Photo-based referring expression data
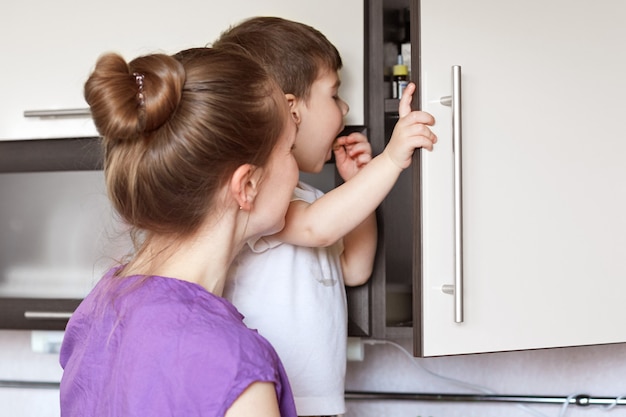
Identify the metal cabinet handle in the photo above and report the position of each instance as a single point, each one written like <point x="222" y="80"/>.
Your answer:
<point x="58" y="113"/>
<point x="47" y="315"/>
<point x="454" y="101"/>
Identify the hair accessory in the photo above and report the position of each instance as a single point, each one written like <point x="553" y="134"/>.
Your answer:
<point x="139" y="80"/>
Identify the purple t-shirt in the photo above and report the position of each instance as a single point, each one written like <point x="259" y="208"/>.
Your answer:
<point x="155" y="346"/>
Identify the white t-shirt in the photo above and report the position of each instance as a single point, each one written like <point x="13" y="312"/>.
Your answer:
<point x="295" y="297"/>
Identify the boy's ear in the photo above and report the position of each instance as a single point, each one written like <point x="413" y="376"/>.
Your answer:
<point x="244" y="185"/>
<point x="294" y="107"/>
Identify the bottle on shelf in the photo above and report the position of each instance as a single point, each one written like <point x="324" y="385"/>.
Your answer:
<point x="400" y="78"/>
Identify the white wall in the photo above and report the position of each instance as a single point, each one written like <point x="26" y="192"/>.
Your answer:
<point x="19" y="362"/>
<point x="594" y="370"/>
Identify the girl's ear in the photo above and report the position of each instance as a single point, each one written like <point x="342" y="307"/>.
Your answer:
<point x="244" y="185"/>
<point x="294" y="107"/>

Required action — The expected answer is the data retyped exactly, without pictures.

The completed task —
Identify the metal cabinet handle in the photo above and report the position of each instance as a single point, each one written like <point x="222" y="80"/>.
Your answer:
<point x="58" y="113"/>
<point x="47" y="315"/>
<point x="454" y="101"/>
Identify the hair accessory in the photo above and report the position of each instance as a single point, each one written like <point x="553" y="134"/>.
Your answer:
<point x="139" y="80"/>
Identify the purple t-shirt in the photo above and report the position of each instance as a single point, each one written like <point x="259" y="208"/>.
Your answer:
<point x="155" y="346"/>
Identify the white t-shirt in the photo above and report the position of each instance as a single point, each one written like <point x="13" y="312"/>.
Your answer:
<point x="295" y="297"/>
Identify the boy's ear in the photo above and report the position of each instance as a single point, each one written like <point x="413" y="376"/>.
Your answer:
<point x="244" y="185"/>
<point x="294" y="107"/>
Identify the bottle on shelf in the photo above and report the position of each instance as a single point, each one written like <point x="324" y="385"/>.
Your answer:
<point x="400" y="78"/>
Identify the white wall in the photo above and report the position of each instance as a single point, each one written like <point x="26" y="192"/>.
Your answer:
<point x="19" y="362"/>
<point x="594" y="370"/>
Identify the girl's ear in the photo above and report the position of each instance as a single point, each one written like <point x="342" y="307"/>.
Your answer:
<point x="244" y="185"/>
<point x="294" y="107"/>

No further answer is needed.